▶ TRECHO DO TEXTO:
O Estado de S. Paulo
Agente ainda não sabe qual será a cara
definitiva desse pacote fiscal. As primeiras avaliações mostraram que tem mais
a ver com uma careta.
Não há analista que não tenha observado que
é, de longe, insuficiente para garantir a sustentabilidade da dívida pública.
Pode, em princípio, ajudar a conter as despesas em 2025 e em 2026, embora não
garanta a meta do arcabouço fiscal. Mas ninguém menos que o ministro da
Fazenda, Fernando Haddad, admitiu que será preciso alguma complementação, ainda
a ser negociada com o presidente Lula.
O que foi apresentado deve cortar despesas entre R$ 40 bilhões e R$ 50 bilhões em dois anos. Haddad fala em economia de R$ 71 bilhões, mas há muito ceticismo nesses números. Mesmo depois de esmerilhada pelas pressões dos políticos e dos interesses imediatos, a ideia era, pelo menos, criar condições para que as despesas não crescessem mais do que a inflação futura. Mas nem isso ficou claro.
O pacote ainda incluiu um contrabando: a
proposta de isentar de Imposto de Renda os contribuintes cuja renda se limite a
R$ 5 mil mensais. Ou seja, o pacote de corte de gastos cortou receitas. Para
apontar arrecadação nova que compense a perda de alguma coisa a partir de R$ 45
bilhões por ano, pelas avaliações de economistas do mercado, o governo aponta
para um aumento do Imposto de Renda dos mais ricos, que acusem renda de R$ 50
mil por mês, incluídos aí dividendos e resultados de aplicações financeiras.

▶ ENTRADA:

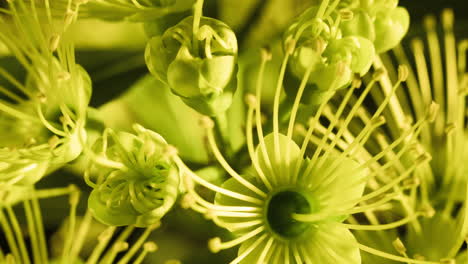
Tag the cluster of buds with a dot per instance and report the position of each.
(200, 67)
(136, 180)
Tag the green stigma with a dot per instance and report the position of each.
(280, 208)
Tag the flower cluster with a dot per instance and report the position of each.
(331, 144)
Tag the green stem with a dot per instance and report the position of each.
(223, 131)
(197, 14)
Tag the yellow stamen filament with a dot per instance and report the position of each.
(384, 226)
(103, 240)
(228, 168)
(249, 249)
(265, 251)
(148, 247)
(393, 257)
(250, 145)
(136, 245)
(216, 245)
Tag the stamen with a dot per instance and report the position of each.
(261, 259)
(74, 199)
(215, 188)
(215, 244)
(384, 226)
(228, 168)
(103, 240)
(251, 102)
(392, 257)
(10, 238)
(148, 247)
(266, 56)
(136, 245)
(249, 249)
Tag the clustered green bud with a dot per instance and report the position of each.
(201, 69)
(319, 48)
(139, 183)
(381, 21)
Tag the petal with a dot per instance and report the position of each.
(331, 243)
(125, 215)
(283, 165)
(337, 181)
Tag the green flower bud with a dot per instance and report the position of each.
(137, 180)
(329, 57)
(390, 28)
(357, 52)
(202, 74)
(361, 25)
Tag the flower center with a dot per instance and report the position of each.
(279, 210)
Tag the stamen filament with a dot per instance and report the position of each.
(392, 257)
(228, 168)
(383, 226)
(249, 249)
(213, 187)
(216, 245)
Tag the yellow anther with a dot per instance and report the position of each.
(403, 73)
(215, 244)
(150, 246)
(206, 122)
(250, 100)
(399, 246)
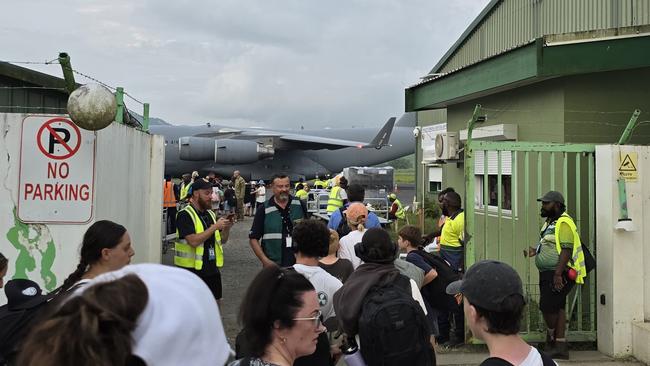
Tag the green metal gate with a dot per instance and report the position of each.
(503, 181)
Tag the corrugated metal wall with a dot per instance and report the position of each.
(21, 97)
(516, 22)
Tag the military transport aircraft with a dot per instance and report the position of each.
(259, 153)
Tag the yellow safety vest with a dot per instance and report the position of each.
(577, 261)
(319, 184)
(334, 202)
(184, 190)
(188, 256)
(400, 214)
(302, 194)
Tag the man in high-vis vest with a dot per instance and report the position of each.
(396, 209)
(320, 183)
(338, 197)
(270, 235)
(561, 264)
(185, 186)
(200, 237)
(169, 203)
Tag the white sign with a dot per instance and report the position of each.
(57, 169)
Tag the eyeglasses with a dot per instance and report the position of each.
(315, 319)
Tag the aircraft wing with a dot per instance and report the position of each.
(309, 142)
(288, 141)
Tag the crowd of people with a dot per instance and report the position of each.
(344, 289)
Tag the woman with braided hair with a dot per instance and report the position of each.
(106, 247)
(141, 315)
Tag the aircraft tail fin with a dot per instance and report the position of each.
(383, 136)
(408, 119)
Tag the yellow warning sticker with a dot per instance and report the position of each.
(628, 168)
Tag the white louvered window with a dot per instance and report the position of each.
(492, 198)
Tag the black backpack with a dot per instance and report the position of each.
(393, 329)
(343, 229)
(436, 291)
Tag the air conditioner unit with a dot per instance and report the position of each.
(447, 146)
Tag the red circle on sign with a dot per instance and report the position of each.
(46, 126)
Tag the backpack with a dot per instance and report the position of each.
(436, 291)
(343, 229)
(393, 329)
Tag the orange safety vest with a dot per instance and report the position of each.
(169, 198)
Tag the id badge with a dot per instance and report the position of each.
(289, 241)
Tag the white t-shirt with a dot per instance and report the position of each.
(533, 358)
(346, 248)
(324, 283)
(261, 194)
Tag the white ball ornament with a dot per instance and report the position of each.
(92, 107)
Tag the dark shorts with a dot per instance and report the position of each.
(214, 283)
(550, 300)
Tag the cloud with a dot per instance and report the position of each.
(264, 62)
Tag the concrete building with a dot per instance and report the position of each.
(121, 168)
(553, 79)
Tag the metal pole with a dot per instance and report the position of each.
(119, 97)
(629, 128)
(469, 191)
(66, 67)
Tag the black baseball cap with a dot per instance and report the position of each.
(376, 247)
(552, 196)
(487, 284)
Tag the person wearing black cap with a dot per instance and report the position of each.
(561, 264)
(376, 288)
(200, 236)
(493, 302)
(24, 302)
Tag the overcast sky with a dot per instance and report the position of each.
(263, 63)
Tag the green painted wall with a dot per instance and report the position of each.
(599, 106)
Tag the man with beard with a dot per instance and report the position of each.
(200, 236)
(270, 235)
(453, 231)
(185, 186)
(561, 263)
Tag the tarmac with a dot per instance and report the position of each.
(241, 265)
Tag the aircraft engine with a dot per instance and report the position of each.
(225, 151)
(196, 148)
(241, 151)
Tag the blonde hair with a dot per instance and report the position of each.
(334, 242)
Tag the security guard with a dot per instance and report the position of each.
(270, 235)
(185, 186)
(319, 183)
(338, 197)
(561, 264)
(200, 236)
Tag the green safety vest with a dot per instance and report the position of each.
(272, 239)
(577, 261)
(184, 190)
(334, 202)
(400, 214)
(188, 256)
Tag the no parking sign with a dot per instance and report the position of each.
(57, 169)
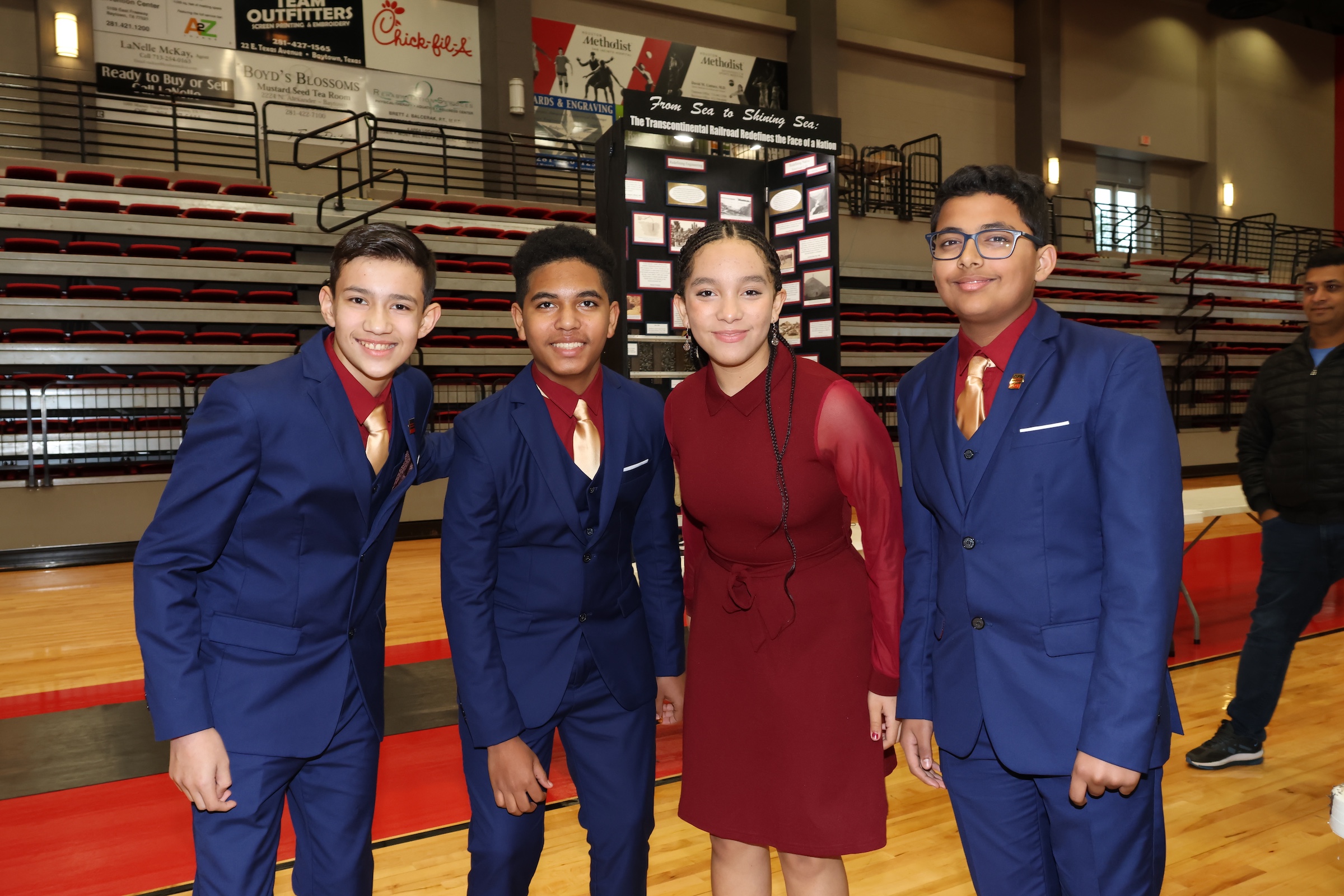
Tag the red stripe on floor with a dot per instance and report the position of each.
(131, 836)
(35, 704)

▶ TRABALHO A FAZER:
#1 Segundo o texto sobre o pacote fiscal, quanto o que foi apresentado deve cortar em despesas?
#2 Desloque as coordenadas nas respostas dos registros, somando 137 a cada número, na parte que começa na linha que contém "Tag the man with" e vai até o fim dos registros, com as duas pontas incluídas. Reescreva só essas linhas, com os pedidos, e deixe as imagens de fora.
O texto e os registros vêm de fontes diferentes.

▶ RESPOSTAS COMPLETAS:
#1 Entre R$ 40 bilhões e R$ 50 bilhões em dois anos.

#2
Tag the man with beard with a dot per instance and report the position of each.
(337, 373)
(407, 372)
(590, 368)
(322, 323)
(698, 400)
Tag the tarmac with a dot per instance and report the position of each.
(378, 402)
Tag the aircraft engine with a dot per instance and report the position of each.
(362, 288)
(333, 285)
(378, 288)
Tag the blonde hair with a dot per instance and report the position of each.
(471, 379)
Tag the security guard with a dot per instance and report the position of each.
(407, 372)
(322, 323)
(456, 320)
(475, 334)
(698, 401)
(337, 373)
Tag the green safety vest with a dot per instance and report the position of each.
(409, 376)
(714, 398)
(321, 327)
(471, 339)
(537, 351)
(325, 393)
Tag the no parking sign with a dot per instance and report the position of each.
(194, 306)
Tag the red stripe on floor with a dot per instance and report the position of each.
(268, 973)
(172, 841)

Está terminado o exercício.